- TÂCHES
1. Répondez aux questions suivantes d'après le texte sur l'entrepreneuriat :
(a) Dans quel ouvrage Joseph Schumpeter a-t-il écrit l'extrait cité ?
(b) Quelle fonction occupe Ridha Ben Mosbah ?
(c) Quel mot la question de Webmanagercenter demande-t-elle de définir ?
2. Citez à l'identique, s'il vous plaît, le passage du texte sur l'entrepreneuriat qui s'ouvre sur les mots contenant « Pour Ridha Ben » et se ferme sur « développement du pays. ».

- TEXTE FOURNI
##############################
Joseph Schumpeter, théoricien de l’innovation et de l’esprit d’entreprise, a écrit dans son ouvrage «Capitalisme, socialisme et démocratie», le rôle de l’entrepreneur consiste à réformer ou à révolutionner la routine de production en exploitant une invention ou, plus généralement, une possibilité technique inédite… à faire une réussite d’une saucisse ou brosse à dent d’un type spécifique». Cet extrait nous révèle l’importance du risque dans le terme et la mission d’entreprendre, mais d’un autre côté, nous nous trouvons aujourd’hui devant une redéfinition de l’entrepreneuriat qui ne peut en être réellement un s’il est basé uniquement sur le profit et la prise du risque. L’entrepreneuriat de nos jours doit œuvrer pour une société où il y a moins d’injustices et d’inégalités et dans laquelle l’Homme est au centre de tout en conciliant la réussite individuelle et les projets collectifs.
Pour Ridha Ben Mosbah, ministre tunisien du Commerce et de l’Artisanat, «“Entreprendre“ ne signifie pas, pour autant, s’aventurer d’une manière démesurée».
Entretien à propos de sa vision de l’entrepreneuriat et son rôle dans le développement du pays.
Webmanagercenter : Que signifie «entreprendre» pour vous en tant que ministre du Commerce et de l’Artisanat?
##############################
- DONNÉES
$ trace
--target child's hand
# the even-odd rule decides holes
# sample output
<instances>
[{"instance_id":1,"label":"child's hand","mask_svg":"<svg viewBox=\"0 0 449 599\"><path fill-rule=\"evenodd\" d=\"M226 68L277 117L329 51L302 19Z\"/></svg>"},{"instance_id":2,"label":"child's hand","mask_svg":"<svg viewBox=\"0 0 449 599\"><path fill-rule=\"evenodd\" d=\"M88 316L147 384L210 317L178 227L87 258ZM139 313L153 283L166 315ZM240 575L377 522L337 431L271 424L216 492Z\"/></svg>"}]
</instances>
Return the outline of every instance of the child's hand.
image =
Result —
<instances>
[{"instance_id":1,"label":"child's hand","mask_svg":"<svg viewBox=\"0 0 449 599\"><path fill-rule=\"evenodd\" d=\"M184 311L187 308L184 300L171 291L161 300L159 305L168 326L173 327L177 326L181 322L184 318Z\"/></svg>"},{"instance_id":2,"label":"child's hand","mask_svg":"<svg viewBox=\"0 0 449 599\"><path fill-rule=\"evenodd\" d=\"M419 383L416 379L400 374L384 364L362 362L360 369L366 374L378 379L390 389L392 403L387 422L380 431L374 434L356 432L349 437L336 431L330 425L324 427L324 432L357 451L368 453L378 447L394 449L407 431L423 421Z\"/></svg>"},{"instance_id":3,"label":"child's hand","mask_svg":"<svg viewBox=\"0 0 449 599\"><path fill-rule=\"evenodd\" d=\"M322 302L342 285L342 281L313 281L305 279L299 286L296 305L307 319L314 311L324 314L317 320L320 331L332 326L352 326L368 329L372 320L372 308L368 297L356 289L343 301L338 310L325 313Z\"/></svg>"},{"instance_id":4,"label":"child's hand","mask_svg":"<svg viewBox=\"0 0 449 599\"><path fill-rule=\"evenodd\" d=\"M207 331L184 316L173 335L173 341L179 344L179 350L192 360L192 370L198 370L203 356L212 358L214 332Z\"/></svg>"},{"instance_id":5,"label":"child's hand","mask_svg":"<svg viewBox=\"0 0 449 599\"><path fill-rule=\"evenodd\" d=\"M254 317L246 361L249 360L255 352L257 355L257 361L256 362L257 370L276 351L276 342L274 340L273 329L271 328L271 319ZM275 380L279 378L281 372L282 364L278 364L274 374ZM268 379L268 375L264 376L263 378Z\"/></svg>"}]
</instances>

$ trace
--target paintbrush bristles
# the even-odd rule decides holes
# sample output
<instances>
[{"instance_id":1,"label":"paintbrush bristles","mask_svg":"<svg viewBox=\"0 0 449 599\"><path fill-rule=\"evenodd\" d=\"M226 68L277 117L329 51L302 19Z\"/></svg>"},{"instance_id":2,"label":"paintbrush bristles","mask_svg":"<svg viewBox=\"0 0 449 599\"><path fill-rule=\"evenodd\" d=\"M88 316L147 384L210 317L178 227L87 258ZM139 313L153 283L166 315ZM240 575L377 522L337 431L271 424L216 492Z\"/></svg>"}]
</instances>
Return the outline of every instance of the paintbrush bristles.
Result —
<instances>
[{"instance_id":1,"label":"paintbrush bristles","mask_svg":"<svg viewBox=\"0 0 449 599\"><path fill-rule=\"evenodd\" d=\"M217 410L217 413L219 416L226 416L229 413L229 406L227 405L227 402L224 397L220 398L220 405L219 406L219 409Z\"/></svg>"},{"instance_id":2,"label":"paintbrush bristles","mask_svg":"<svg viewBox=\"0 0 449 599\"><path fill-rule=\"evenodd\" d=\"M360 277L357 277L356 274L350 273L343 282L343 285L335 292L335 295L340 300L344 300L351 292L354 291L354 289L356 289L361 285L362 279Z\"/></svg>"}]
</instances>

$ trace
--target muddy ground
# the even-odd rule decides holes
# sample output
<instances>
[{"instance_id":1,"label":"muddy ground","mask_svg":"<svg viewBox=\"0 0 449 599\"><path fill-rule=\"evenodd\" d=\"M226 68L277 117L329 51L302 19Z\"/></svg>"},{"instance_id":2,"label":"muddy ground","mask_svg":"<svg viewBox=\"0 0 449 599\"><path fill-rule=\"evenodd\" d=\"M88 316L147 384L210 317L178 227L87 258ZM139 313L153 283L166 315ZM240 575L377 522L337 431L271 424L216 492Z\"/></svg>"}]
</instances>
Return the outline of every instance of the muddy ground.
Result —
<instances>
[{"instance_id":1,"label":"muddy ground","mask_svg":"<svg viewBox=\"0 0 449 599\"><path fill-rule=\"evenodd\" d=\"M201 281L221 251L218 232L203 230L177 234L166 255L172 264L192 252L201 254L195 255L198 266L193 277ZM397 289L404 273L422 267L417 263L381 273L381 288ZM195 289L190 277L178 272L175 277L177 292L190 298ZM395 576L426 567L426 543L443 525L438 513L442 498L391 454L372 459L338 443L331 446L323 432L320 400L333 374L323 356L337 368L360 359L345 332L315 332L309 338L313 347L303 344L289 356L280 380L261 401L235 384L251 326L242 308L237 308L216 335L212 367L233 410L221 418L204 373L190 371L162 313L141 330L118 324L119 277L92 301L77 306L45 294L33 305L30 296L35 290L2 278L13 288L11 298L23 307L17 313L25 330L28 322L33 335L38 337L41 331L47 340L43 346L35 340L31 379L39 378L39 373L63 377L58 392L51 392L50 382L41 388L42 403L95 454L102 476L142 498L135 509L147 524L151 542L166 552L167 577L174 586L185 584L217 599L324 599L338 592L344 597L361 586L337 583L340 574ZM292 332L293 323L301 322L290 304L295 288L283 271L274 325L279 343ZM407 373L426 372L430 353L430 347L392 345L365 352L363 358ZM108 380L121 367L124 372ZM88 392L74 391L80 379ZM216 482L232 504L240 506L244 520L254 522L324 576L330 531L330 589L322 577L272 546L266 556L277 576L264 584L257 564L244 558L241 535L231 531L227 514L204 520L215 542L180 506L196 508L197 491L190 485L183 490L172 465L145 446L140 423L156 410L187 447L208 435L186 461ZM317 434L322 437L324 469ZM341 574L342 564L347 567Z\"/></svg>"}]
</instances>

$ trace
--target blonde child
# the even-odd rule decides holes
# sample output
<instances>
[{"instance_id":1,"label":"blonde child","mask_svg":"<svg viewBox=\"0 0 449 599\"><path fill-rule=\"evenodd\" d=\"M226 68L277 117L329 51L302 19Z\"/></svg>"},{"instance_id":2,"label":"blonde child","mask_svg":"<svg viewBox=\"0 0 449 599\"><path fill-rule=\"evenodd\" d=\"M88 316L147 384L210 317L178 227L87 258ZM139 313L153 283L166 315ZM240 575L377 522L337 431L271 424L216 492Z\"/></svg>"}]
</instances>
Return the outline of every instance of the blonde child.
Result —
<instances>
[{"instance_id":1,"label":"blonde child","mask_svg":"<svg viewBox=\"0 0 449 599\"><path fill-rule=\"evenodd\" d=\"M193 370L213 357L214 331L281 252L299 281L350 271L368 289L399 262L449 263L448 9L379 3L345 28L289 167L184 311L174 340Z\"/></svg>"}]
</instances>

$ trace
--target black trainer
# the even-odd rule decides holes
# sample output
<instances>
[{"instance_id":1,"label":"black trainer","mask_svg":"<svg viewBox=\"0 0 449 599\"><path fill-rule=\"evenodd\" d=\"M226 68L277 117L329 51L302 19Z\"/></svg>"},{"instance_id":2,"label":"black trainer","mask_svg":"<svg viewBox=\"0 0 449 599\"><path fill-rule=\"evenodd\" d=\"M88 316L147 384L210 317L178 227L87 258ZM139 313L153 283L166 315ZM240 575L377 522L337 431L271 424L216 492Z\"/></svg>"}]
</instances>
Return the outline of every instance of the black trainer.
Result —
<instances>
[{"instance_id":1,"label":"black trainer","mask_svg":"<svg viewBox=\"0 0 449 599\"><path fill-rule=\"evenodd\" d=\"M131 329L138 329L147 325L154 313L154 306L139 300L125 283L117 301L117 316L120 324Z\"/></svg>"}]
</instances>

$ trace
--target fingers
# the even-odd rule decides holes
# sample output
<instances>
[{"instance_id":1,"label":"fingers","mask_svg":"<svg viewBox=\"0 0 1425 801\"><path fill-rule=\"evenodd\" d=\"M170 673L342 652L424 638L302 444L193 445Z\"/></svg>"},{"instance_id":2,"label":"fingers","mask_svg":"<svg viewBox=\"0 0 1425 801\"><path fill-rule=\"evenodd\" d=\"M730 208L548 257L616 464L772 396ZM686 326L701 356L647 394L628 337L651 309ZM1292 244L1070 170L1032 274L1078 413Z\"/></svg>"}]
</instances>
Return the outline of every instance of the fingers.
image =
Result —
##############################
- RÉSULTATS ATTENDUS
1.
(a) «Capitalisme, socialisme et démocratie»
(b) Ministre tunisien du Commerce et de l'Artisanat
(c) «entreprendre»

2.
Pour Ridha Ben Mosbah, ministre tunisien du Commerce et de l’Artisanat, «“Entreprendre“ ne signifie pas, pour autant, s’aventurer d’une manière démesurée».
Entretien à propos de sa vision de l’entrepreneuriat et son rôle dans le développement du pays.